Instructions for the task
Copy out word for word the lines of the listing below, starting with the line that contains "written like <point>456,662</point>." and continuing through the end of the listing, with both ends included.

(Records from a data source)
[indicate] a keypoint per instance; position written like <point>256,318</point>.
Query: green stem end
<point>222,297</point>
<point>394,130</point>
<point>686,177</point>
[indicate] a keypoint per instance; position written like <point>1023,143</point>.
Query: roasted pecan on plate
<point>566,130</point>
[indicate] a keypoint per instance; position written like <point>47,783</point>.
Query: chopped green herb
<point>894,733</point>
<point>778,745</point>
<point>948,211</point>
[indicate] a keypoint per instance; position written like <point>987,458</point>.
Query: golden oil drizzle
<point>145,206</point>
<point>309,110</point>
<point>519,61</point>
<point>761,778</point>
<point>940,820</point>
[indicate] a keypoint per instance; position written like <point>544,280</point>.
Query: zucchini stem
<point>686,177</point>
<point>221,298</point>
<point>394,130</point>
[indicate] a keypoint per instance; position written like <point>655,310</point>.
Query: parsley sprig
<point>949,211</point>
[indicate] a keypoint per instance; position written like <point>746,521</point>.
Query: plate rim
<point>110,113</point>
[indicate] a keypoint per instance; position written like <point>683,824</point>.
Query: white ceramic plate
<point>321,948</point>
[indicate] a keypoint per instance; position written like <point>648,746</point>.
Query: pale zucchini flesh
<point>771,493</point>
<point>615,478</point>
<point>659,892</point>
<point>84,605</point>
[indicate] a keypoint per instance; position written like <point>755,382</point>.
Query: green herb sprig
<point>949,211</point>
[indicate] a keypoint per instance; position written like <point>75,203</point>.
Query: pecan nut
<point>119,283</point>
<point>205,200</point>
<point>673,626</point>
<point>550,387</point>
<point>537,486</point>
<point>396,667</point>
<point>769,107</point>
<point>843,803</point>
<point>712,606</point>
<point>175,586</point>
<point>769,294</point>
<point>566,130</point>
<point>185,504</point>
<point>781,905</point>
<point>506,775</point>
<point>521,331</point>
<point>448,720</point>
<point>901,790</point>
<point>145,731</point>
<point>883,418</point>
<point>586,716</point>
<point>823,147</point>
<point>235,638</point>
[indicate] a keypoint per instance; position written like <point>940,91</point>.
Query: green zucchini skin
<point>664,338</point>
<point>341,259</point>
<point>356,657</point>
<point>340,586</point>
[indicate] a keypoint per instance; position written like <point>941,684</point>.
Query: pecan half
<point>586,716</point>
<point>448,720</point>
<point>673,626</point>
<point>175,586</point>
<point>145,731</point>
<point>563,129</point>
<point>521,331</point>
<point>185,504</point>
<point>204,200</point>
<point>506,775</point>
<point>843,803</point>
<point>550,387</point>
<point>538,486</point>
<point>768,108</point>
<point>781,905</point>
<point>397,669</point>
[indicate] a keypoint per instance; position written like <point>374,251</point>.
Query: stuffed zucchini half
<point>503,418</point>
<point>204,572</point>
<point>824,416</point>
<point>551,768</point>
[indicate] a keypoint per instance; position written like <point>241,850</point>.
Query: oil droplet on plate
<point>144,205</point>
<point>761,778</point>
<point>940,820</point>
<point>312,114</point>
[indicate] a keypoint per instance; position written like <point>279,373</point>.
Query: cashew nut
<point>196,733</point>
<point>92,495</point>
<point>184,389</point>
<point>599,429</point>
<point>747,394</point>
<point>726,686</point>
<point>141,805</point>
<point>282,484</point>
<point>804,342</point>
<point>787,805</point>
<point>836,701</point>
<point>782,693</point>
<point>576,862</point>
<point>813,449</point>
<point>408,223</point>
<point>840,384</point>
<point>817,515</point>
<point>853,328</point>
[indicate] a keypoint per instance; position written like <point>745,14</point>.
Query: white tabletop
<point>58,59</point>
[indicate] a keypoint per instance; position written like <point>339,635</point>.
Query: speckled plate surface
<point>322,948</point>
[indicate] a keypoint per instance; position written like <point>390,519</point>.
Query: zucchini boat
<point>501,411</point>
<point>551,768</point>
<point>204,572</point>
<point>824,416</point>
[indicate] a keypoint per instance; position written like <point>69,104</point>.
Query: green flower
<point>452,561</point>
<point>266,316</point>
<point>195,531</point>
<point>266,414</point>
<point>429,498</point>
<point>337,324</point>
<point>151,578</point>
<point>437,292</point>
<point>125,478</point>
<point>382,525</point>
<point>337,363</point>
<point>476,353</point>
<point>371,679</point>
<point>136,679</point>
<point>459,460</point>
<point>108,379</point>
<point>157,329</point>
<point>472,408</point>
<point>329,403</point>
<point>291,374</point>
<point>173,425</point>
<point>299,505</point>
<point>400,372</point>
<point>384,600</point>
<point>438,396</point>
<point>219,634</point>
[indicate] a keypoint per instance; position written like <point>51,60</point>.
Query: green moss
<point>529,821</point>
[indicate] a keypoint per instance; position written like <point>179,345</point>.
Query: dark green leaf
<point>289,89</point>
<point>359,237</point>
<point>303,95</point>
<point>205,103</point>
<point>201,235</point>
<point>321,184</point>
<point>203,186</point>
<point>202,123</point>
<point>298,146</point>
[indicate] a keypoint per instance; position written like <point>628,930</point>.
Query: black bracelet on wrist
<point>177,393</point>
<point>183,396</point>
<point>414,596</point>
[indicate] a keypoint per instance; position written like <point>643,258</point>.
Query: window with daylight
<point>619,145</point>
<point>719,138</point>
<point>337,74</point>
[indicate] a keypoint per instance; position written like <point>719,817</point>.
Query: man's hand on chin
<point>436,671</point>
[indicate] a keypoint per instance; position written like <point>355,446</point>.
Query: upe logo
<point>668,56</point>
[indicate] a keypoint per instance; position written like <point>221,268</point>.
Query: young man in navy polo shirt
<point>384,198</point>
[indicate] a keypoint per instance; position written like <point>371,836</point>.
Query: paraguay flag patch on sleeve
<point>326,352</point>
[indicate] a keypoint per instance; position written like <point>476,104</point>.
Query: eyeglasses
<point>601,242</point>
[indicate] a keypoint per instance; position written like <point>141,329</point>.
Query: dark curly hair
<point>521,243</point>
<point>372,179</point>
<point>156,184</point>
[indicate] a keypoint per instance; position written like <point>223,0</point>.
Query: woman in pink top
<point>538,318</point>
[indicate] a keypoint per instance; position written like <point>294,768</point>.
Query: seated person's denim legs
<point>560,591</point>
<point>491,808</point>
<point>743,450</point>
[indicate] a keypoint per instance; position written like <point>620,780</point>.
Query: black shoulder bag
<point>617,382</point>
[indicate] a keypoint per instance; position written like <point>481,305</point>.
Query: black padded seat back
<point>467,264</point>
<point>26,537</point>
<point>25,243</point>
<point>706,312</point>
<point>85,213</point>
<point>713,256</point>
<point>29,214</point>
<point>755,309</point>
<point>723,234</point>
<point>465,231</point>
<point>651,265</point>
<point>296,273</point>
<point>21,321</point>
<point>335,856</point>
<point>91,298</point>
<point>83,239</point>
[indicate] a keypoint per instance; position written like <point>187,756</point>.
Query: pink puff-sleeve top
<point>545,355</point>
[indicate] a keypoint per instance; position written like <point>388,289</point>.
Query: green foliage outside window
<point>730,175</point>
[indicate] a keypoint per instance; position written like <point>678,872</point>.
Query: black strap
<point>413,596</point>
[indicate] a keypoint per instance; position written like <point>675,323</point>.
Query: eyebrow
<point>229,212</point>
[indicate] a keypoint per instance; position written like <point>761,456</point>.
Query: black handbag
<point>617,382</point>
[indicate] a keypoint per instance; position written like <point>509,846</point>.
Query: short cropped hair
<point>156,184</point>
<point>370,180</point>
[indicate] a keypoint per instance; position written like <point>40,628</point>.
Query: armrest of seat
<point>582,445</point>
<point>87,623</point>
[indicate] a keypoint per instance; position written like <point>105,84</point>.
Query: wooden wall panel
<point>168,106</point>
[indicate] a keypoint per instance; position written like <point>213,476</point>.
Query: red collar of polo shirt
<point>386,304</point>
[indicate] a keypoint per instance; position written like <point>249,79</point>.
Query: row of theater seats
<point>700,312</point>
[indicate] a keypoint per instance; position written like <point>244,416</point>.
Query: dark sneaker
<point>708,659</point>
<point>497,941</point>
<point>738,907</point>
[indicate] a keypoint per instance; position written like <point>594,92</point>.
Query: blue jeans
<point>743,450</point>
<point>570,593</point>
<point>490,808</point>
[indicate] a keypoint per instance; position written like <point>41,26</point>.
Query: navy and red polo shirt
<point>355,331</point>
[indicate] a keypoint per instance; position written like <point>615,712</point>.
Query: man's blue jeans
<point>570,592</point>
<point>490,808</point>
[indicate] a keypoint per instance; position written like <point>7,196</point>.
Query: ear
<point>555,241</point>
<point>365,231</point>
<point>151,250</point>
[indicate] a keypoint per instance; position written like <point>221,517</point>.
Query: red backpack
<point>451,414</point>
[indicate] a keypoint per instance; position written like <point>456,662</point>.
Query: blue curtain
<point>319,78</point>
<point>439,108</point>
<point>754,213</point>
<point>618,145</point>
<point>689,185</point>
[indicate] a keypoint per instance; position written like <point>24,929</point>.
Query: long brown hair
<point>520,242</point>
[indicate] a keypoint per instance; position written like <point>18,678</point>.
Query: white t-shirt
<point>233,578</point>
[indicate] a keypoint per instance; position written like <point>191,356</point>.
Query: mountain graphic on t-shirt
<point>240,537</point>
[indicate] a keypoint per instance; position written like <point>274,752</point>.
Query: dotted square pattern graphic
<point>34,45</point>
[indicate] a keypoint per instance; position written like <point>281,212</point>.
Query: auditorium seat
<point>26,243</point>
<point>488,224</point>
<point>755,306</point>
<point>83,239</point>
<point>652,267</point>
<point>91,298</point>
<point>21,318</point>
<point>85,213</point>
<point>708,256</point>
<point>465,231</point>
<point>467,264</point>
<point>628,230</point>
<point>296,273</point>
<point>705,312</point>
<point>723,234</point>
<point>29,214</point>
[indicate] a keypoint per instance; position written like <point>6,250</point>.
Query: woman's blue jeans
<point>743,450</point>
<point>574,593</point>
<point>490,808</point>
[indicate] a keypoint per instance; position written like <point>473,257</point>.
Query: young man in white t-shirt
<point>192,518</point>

Task response
[indicate] a keypoint per instance; position written like <point>456,662</point>.
Query: blue curtain
<point>319,78</point>
<point>439,108</point>
<point>754,213</point>
<point>618,145</point>
<point>689,185</point>
[indicate] a keypoint per instance; position written like <point>24,929</point>.
Query: long brown hair
<point>520,242</point>
[indicate] a keypoint per instance; position written like <point>18,678</point>.
Query: white t-shirt
<point>233,578</point>
[indicate] a keypoint per instance; position written like <point>191,356</point>.
Query: mountain graphic on t-shirt
<point>240,537</point>
[indicate] a keypoint per instance; position written like <point>274,752</point>.
Query: dotted square pattern graphic
<point>34,45</point>
[indicate] a keypoint per instance; position written like <point>281,212</point>.
Query: auditorium seat
<point>26,243</point>
<point>488,224</point>
<point>755,306</point>
<point>83,239</point>
<point>652,267</point>
<point>91,298</point>
<point>21,318</point>
<point>85,213</point>
<point>708,256</point>
<point>465,231</point>
<point>467,264</point>
<point>628,230</point>
<point>296,273</point>
<point>705,312</point>
<point>723,234</point>
<point>29,214</point>
[indicate] a keypoint per instance; position written like <point>6,250</point>.
Query: woman's blue jeans
<point>743,450</point>
<point>574,593</point>
<point>490,808</point>
[indicate] a keypoint per instance; position written like <point>473,257</point>.
Query: young man in white t-shirt
<point>192,518</point>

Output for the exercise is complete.